Binary logging is done immediately after a statement or transaction completes but before any locks are released or any commit is done. This ensures that the log is logged in commit order.
Updates to nontransactional tables are stored in the binary log immediately after execution.
Within an uncommitted transaction, all updates
(UPDATE,
DELETE, or
INSERT) that change transactional
tables such as InnoDB tables are cached until a
COMMIT statement is received by the
server. At that point, mysqld writes the entire
transaction to the binary log before the
COMMIT is executed.
Modifications to nontransactional tables cannot be rolled back. If
a transaction that is rolled back includes modifications to
nontransactional tables, the entire transaction is logged with a
ROLLBACK
statement at the end to ensure that the modifications to those
tables are replicated.
When a thread that handles the transaction starts, it allocates a
buffer of binlog_cache_size to
buffer statements. If a statement is bigger than this, the thread
opens a temporary file to store the transaction. The temporary
file is deleted when the thread ends.
The Binlog_cache_use status
variable shows the number of transactions that used this buffer
(and possibly a temporary file) for storing statements. The
Binlog_cache_disk_use status
variable shows how many of those transactions actually had to use
a temporary file. These two variables can be used for tuning
binlog_cache_size to a large
enough value that avoids the use of temporary files.
The max_binlog_cache_size system
variable (default 4GB, which is also the maximum) can be used to
restrict the total size used to cache a multiple-statement
transaction. If a transaction is larger than this many bytes, it
fails and rolls back. The minimum value is 4096.
If you are using the binary log and row based logging, concurrent
inserts are converted to normal inserts for CREATE ...
SELECT or
INSERT ...
SELECT statements. This is done to ensure that you can
re-create an exact copy of your tables by applying the log during
a backup operation. If you are using statement-based logging, the
original statement is written to the log.

Task statement: Return the binary logging passage word for word, from "Updates to nontransactional" up to and including "COMMIT is executed.".

Records shown:
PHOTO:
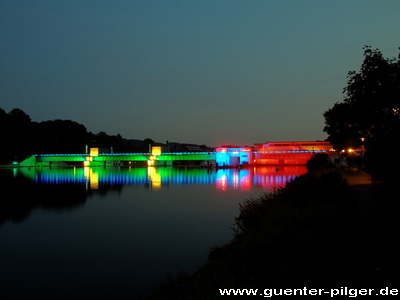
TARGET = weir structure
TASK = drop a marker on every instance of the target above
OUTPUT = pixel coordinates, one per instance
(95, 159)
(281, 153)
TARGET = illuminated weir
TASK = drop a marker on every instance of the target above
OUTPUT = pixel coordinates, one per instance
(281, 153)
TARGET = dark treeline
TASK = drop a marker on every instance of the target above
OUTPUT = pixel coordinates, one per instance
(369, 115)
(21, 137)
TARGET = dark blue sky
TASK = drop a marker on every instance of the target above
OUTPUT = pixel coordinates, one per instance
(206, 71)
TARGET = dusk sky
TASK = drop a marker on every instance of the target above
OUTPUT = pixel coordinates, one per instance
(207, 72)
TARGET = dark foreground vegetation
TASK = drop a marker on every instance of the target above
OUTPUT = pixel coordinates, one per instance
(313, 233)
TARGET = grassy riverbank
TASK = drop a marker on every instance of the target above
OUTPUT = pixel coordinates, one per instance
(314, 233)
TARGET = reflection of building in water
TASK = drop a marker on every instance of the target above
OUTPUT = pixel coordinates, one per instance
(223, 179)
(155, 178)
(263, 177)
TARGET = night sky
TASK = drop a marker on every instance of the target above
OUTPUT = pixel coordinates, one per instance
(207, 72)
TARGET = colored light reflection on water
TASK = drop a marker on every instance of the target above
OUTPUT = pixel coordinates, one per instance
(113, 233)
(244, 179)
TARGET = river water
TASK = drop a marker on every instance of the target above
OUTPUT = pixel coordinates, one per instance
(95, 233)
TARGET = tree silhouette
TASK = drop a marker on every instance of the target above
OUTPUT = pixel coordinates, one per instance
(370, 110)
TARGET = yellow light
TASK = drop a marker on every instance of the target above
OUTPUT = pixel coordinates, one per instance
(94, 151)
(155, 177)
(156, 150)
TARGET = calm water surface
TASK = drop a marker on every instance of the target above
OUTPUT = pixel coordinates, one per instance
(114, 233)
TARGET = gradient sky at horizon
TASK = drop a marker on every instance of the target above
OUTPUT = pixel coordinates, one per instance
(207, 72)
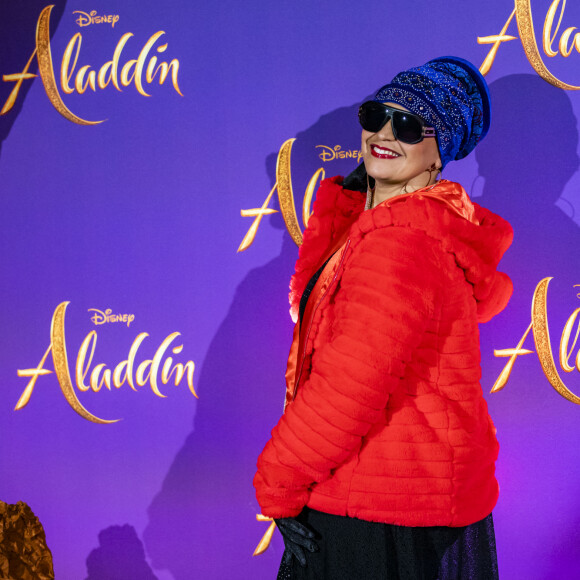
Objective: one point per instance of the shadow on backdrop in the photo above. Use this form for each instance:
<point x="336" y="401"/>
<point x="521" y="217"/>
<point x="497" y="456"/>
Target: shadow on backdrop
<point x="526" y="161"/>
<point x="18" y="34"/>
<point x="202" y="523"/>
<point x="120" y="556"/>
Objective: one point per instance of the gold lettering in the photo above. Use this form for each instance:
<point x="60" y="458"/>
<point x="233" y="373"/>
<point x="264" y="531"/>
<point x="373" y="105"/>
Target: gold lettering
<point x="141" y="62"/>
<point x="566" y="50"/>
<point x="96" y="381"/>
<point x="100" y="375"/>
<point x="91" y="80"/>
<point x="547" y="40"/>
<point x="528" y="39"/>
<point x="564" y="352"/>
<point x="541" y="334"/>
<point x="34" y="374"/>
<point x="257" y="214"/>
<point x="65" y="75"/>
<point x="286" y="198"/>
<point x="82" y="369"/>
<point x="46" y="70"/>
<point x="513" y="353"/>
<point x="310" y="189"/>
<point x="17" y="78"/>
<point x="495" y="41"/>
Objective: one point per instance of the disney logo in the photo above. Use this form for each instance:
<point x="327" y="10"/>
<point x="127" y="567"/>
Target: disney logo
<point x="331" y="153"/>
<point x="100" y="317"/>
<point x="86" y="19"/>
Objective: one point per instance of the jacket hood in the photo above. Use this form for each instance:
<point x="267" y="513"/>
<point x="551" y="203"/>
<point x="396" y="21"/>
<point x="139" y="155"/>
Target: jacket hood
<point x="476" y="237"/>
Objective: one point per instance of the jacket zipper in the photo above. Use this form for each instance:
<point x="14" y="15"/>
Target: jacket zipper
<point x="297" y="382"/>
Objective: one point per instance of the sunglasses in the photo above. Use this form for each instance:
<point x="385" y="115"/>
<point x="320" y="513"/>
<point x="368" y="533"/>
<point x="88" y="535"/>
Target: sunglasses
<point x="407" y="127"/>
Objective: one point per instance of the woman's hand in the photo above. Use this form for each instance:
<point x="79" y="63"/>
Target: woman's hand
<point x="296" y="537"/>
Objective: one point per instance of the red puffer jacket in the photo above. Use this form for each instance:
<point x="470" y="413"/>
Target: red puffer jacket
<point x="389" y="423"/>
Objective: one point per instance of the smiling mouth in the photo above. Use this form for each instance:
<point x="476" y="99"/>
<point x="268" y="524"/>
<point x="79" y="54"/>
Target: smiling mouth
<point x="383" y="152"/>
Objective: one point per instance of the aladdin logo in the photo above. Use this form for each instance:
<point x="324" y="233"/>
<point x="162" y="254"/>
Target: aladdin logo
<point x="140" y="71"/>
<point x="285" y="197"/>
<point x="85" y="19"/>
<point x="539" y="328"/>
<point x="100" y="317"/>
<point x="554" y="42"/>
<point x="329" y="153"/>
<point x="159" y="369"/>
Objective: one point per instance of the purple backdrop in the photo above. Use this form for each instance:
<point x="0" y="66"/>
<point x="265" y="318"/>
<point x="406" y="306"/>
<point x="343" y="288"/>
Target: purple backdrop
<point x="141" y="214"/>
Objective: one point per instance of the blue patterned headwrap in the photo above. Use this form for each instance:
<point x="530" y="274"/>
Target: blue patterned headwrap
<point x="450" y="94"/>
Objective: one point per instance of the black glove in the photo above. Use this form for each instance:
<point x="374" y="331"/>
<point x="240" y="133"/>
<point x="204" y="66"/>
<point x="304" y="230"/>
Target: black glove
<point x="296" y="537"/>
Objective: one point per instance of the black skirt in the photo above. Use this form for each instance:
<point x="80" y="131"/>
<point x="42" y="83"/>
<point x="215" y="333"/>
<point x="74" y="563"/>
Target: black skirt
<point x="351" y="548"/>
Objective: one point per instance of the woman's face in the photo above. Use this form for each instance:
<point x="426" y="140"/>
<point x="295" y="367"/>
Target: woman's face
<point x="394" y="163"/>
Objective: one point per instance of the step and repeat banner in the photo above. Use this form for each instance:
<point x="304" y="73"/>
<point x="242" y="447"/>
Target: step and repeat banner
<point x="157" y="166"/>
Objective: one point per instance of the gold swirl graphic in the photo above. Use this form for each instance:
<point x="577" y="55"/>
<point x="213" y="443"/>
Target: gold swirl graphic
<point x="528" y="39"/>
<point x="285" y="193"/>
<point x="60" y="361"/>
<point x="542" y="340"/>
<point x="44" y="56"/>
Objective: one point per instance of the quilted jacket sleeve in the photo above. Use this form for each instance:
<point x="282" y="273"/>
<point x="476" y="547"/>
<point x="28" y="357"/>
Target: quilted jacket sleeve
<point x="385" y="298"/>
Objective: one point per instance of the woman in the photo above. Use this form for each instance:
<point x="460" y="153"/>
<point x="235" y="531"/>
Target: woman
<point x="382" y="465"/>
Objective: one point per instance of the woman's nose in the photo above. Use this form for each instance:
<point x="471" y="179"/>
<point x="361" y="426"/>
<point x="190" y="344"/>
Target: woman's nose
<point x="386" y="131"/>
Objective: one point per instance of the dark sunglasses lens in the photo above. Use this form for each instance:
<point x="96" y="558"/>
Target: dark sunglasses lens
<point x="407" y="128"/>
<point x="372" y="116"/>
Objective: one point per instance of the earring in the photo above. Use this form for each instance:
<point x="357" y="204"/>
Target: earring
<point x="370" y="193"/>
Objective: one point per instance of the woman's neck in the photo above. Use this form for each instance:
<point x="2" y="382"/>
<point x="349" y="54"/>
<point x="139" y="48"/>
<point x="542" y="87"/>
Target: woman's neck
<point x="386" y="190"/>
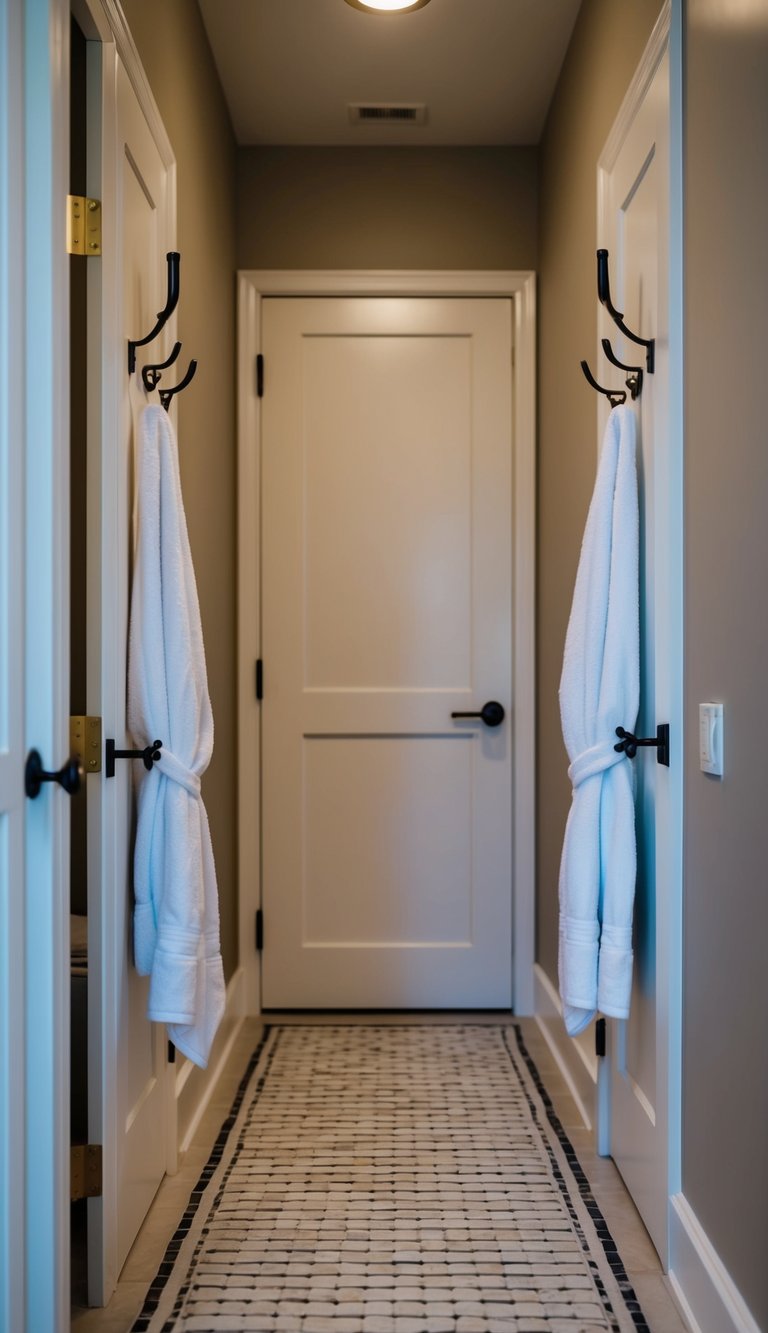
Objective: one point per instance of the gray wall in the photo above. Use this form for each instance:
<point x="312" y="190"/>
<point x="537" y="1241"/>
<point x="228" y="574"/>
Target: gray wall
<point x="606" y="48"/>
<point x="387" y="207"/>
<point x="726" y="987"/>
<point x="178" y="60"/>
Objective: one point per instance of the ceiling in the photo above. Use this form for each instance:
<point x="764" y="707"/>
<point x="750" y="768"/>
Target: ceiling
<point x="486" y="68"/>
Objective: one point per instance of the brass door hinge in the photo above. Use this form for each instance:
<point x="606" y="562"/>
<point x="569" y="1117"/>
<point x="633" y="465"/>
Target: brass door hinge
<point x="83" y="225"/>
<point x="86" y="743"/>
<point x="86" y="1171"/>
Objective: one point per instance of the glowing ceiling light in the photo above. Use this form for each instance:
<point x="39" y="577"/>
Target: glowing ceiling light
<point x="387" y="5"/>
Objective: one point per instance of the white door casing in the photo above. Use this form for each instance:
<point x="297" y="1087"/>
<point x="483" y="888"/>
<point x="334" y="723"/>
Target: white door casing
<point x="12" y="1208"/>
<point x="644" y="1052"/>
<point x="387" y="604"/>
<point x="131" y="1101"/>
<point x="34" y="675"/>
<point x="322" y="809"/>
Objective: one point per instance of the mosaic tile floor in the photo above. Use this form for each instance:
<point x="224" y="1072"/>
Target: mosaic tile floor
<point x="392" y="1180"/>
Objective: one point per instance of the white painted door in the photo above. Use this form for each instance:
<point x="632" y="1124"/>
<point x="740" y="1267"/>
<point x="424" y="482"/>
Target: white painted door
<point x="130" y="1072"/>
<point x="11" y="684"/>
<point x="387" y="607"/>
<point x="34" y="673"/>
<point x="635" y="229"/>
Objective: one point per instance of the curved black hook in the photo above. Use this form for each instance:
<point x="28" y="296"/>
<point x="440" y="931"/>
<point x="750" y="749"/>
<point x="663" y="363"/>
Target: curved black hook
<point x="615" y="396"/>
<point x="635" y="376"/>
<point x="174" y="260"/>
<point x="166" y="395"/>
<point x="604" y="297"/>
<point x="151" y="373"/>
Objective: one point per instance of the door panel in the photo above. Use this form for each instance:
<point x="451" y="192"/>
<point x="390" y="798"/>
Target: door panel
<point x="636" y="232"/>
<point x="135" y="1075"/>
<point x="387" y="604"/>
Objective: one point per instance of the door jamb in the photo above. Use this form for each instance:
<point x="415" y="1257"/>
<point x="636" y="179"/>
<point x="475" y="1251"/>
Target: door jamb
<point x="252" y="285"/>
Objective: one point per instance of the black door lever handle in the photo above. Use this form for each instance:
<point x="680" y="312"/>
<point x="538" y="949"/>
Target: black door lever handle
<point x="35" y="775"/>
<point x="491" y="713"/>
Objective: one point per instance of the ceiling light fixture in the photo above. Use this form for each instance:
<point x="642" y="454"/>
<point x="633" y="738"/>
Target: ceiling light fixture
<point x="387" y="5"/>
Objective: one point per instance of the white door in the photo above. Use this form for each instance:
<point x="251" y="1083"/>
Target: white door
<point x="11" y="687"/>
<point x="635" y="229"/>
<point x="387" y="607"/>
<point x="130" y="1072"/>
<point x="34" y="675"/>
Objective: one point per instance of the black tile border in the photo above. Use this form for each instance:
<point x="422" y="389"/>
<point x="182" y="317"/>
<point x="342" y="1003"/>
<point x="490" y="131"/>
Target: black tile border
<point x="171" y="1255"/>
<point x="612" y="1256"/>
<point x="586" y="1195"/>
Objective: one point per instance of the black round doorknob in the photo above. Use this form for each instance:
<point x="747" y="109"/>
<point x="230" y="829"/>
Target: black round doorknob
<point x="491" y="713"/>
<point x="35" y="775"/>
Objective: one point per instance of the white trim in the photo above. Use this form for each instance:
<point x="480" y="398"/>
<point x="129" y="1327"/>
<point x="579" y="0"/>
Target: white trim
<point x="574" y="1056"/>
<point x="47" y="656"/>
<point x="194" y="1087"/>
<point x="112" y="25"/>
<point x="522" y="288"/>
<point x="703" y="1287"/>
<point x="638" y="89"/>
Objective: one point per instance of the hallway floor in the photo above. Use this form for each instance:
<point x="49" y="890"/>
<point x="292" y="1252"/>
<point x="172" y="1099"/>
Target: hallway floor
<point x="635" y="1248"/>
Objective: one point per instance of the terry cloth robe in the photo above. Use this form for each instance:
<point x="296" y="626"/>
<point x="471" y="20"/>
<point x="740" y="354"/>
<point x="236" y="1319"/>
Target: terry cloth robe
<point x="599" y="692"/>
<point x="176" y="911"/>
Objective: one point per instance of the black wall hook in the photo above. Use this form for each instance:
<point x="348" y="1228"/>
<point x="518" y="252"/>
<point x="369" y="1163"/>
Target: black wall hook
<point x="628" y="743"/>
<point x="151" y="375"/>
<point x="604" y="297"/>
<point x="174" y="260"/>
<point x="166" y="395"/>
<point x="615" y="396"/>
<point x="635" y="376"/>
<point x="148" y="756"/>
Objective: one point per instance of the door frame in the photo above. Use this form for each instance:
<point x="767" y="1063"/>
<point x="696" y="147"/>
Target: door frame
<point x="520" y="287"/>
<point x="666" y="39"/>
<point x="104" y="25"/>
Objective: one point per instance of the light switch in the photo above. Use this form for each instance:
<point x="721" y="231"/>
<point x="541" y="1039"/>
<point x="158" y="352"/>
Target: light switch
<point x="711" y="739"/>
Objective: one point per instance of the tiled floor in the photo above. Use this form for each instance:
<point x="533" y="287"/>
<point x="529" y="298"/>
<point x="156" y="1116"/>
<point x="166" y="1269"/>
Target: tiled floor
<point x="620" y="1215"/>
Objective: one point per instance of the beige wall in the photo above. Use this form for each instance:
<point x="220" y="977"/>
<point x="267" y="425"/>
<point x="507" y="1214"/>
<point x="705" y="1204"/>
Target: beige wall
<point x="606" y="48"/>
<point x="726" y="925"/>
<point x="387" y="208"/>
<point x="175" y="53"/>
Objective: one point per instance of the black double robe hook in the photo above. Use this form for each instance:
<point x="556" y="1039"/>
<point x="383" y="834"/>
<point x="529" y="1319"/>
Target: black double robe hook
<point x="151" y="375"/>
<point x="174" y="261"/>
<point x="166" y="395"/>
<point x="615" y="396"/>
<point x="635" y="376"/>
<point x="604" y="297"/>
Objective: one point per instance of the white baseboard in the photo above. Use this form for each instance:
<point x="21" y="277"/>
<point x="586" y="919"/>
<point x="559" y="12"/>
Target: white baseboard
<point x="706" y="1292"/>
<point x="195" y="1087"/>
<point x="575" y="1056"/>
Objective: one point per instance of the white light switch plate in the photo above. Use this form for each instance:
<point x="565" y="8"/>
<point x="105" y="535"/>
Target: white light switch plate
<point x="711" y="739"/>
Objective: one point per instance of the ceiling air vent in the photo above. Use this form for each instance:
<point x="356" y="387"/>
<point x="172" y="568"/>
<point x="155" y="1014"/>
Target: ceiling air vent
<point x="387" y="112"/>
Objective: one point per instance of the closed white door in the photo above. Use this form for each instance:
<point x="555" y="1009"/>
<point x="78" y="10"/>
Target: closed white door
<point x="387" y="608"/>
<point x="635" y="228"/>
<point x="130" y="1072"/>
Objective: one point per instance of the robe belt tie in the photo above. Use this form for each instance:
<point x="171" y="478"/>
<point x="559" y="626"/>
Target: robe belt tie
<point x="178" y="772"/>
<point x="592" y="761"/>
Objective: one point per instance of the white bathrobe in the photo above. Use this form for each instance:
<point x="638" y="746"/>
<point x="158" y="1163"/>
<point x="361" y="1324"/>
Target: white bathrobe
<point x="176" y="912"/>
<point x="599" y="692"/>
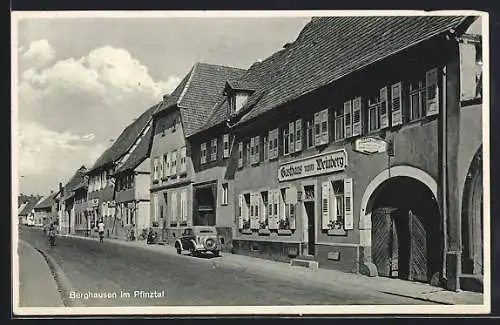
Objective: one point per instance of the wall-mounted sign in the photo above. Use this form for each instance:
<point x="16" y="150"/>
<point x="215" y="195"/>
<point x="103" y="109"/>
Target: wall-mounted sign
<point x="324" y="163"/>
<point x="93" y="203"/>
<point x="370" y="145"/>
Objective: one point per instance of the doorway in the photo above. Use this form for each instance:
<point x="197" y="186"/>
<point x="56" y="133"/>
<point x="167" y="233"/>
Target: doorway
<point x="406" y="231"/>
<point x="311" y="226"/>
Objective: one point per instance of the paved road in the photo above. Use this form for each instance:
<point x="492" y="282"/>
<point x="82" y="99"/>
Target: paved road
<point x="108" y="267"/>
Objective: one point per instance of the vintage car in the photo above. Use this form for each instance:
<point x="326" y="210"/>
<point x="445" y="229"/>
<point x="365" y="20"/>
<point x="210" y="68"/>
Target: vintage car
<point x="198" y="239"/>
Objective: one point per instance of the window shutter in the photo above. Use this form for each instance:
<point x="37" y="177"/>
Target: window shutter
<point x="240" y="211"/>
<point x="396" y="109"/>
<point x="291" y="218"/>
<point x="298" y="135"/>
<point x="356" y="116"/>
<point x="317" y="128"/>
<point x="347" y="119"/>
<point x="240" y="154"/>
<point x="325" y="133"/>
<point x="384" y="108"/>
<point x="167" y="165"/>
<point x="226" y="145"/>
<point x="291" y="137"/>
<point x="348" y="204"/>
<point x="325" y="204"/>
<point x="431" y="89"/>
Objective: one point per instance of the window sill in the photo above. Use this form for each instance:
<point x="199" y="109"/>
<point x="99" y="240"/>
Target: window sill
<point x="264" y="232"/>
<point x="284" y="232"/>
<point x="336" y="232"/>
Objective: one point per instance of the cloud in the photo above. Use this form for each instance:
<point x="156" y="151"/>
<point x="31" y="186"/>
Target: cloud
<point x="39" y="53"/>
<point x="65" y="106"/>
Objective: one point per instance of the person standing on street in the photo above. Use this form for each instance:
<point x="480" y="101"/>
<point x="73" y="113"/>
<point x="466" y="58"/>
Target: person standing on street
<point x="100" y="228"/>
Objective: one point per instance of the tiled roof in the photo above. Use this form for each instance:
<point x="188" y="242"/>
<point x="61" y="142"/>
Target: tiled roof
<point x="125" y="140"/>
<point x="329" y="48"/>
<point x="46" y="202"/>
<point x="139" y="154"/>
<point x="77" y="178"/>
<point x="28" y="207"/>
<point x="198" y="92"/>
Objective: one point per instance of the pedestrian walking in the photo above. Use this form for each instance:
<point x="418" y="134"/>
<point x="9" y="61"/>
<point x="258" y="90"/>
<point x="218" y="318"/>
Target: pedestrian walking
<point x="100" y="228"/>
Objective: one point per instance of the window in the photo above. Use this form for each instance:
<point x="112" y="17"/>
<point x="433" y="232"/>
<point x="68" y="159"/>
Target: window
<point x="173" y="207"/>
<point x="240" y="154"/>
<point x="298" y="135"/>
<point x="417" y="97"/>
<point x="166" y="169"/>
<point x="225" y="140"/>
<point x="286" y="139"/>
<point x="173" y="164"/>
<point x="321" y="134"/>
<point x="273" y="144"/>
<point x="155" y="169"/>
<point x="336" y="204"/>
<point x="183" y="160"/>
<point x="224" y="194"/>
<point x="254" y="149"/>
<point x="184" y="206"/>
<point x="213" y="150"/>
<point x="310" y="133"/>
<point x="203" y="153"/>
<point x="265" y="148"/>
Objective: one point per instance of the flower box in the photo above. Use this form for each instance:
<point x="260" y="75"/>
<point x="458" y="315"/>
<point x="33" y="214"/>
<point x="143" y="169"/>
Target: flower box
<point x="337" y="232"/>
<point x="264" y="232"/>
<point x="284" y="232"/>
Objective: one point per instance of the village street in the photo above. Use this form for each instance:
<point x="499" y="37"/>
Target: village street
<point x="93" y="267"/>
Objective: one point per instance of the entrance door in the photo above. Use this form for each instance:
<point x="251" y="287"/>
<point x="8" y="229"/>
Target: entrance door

Result below:
Updates to nontransactional tables are stored in the binary log immediately after execution.
Within an uncommitted transaction, all updates
(UPDATE,
DELETE, or
INSERT) that change transactional
tables such as InnoDB tables are cached until a
COMMIT statement is received by the
server. At that point, mysqld writes the entire
transaction to the binary log before the
COMMIT is executed.